Given records:
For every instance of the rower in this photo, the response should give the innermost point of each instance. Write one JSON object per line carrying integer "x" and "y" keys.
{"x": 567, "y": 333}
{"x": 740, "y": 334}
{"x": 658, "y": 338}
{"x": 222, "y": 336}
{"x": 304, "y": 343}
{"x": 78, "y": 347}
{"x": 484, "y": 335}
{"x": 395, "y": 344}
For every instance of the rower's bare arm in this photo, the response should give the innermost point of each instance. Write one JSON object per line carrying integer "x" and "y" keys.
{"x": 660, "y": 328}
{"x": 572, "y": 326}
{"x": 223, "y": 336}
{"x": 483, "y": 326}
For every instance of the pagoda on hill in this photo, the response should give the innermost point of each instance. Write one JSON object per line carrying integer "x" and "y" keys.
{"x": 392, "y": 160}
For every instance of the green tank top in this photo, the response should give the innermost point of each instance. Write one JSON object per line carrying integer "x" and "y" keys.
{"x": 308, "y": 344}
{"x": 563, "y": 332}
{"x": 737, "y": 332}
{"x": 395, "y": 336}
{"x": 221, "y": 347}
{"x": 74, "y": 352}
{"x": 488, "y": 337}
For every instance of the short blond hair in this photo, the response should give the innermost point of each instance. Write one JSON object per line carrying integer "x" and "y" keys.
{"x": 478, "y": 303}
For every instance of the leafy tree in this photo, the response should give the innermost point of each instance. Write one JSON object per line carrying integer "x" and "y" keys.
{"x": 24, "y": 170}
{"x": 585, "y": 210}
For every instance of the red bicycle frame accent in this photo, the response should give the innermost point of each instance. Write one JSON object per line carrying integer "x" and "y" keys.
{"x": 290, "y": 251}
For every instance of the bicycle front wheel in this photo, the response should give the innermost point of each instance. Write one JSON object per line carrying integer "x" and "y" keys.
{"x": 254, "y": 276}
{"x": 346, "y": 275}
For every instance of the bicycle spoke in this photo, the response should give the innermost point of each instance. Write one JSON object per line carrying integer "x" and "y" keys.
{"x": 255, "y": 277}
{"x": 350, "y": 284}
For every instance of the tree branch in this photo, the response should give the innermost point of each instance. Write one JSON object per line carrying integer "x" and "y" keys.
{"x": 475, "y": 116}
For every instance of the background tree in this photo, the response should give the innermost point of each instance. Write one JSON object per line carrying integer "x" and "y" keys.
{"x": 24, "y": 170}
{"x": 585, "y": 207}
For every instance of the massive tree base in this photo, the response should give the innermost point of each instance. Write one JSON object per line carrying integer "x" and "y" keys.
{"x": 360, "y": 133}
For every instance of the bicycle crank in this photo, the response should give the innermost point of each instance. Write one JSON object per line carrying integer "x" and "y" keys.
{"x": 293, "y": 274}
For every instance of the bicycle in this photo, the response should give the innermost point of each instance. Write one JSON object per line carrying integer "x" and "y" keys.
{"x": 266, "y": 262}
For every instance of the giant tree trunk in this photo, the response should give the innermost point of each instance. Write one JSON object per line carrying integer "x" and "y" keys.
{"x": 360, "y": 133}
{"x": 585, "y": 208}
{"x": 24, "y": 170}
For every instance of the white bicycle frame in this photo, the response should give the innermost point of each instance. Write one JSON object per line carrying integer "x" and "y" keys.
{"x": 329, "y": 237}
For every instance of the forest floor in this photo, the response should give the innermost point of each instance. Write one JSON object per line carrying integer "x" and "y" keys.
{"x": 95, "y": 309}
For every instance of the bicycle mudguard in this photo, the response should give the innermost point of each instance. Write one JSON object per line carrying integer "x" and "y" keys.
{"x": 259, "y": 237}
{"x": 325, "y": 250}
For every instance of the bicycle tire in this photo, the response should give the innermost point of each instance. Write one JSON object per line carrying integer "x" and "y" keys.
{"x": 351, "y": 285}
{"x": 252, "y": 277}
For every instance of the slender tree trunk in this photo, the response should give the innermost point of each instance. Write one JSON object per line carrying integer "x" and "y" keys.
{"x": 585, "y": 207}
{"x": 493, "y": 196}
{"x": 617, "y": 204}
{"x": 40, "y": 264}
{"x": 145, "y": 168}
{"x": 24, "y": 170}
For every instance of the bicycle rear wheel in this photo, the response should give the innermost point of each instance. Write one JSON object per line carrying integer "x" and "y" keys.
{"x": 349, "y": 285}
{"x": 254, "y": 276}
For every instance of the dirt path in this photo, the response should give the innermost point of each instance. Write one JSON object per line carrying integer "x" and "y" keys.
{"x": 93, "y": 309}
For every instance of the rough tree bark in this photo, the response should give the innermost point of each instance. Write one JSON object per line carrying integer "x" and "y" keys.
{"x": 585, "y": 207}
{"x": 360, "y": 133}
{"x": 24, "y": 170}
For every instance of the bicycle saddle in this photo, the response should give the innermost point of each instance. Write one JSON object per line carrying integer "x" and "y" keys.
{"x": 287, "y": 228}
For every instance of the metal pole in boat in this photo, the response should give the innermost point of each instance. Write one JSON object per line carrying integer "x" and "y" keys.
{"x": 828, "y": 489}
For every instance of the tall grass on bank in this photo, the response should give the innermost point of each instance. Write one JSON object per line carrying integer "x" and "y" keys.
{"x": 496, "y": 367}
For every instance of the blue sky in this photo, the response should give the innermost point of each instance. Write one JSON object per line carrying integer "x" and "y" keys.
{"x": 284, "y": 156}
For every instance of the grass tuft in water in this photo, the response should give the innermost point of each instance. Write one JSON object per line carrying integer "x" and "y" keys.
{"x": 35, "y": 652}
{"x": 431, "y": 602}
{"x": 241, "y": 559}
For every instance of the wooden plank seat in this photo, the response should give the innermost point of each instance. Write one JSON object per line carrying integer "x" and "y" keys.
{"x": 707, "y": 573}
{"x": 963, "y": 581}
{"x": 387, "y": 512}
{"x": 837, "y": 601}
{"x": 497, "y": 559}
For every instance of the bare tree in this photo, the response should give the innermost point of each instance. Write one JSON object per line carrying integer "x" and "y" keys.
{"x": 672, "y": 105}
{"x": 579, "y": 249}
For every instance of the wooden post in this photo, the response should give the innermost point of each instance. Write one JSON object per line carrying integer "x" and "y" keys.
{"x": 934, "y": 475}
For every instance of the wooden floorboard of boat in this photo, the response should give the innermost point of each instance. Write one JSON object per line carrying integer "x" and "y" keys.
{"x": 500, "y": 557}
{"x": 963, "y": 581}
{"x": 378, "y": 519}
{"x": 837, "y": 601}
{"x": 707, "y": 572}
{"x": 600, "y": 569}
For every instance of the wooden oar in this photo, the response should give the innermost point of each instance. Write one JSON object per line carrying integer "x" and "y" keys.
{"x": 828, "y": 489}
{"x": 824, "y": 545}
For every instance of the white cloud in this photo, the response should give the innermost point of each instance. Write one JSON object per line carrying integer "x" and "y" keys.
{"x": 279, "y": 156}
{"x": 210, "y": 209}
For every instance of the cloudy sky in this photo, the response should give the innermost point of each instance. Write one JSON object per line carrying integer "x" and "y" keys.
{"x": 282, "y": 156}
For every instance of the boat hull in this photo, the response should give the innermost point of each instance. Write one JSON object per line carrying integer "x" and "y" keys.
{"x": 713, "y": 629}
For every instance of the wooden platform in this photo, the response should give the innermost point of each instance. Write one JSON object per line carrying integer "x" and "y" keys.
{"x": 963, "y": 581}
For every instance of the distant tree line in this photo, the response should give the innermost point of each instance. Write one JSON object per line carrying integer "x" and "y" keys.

What to do:
The line containing "For every instance of the white cloud" marks the start; retype it and each line after it through the end of the records above, exactly.

The completed task:
For every instance of the white cloud in this photo, the response should give the innermost point of each instance. Write one JSON object per line carrying integer "x" and "y" keys.
{"x": 279, "y": 156}
{"x": 210, "y": 209}
For every instance of the cloudy sky in this photo, the response should give the innermost point of each instance. Write one JSON object per line carrying integer "x" and "y" keys.
{"x": 282, "y": 156}
For every instance of the boat hull in this photo, the response should give the innermost point of each instance. Write one JSON object per line carrying integer "x" and "y" keys.
{"x": 713, "y": 629}
For every instance of the wooden platform in this photo, the response should give the innermost point of each instance. Write one JSON object per line carrying integer "x" and "y" keys.
{"x": 963, "y": 581}
For every instance of the distant tree line in this photo, the response should give the innermost point of each instance. Write one JSON object per line carrying integer "x" and "y" keys.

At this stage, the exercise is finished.